> Given exercise: Pick out every line in the records below that contains the word "star" and copy those lines over unchanged.

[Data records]
_ _ _ _ _

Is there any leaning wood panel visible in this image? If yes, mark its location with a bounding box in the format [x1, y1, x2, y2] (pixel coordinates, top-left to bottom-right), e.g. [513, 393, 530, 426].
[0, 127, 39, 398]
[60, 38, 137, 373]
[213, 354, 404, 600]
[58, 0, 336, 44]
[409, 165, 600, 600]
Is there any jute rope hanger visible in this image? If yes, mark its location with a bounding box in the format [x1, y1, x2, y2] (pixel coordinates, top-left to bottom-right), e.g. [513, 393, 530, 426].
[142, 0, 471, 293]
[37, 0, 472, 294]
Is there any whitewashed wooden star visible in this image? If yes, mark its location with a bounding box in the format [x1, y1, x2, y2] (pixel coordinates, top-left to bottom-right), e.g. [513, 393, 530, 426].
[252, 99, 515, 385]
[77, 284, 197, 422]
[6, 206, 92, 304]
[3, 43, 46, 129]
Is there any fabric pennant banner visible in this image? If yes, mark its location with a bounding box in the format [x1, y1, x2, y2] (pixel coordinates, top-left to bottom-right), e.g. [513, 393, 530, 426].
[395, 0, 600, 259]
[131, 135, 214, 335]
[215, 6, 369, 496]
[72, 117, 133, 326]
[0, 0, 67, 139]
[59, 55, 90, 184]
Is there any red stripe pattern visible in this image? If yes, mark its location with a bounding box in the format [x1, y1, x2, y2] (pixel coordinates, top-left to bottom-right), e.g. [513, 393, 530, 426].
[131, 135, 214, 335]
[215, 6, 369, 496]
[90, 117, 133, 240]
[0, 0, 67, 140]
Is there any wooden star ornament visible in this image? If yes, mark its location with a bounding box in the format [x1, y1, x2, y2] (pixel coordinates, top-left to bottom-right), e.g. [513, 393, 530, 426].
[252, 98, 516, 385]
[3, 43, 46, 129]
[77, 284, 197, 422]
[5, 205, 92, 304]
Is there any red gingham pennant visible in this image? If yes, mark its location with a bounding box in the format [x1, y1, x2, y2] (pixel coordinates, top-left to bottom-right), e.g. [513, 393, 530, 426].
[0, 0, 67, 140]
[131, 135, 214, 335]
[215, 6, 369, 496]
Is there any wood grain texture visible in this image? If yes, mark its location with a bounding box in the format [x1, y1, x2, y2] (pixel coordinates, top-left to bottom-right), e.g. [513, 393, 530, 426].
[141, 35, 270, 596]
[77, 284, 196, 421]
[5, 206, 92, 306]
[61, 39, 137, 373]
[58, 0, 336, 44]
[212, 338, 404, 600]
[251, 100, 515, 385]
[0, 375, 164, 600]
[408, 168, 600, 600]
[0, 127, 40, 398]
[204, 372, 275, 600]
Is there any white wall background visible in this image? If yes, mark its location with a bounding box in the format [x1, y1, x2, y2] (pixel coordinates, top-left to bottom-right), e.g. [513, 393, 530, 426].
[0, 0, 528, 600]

_ _ _ _ _

> Finished task:
Is there any whitewashed wooden star visible in this image? If yes, mark its location with a bounding box in the format [x1, y1, x2, y2] (pixel coordinates, top-left to bottom-right), e.g. [513, 393, 530, 426].
Is there any wooden star ornament visible in this image? If yes, mark its location with a bounding box in the format [x1, y1, x2, y2] (pixel coordinates, top-left to bottom-right), e.g. [513, 393, 530, 426].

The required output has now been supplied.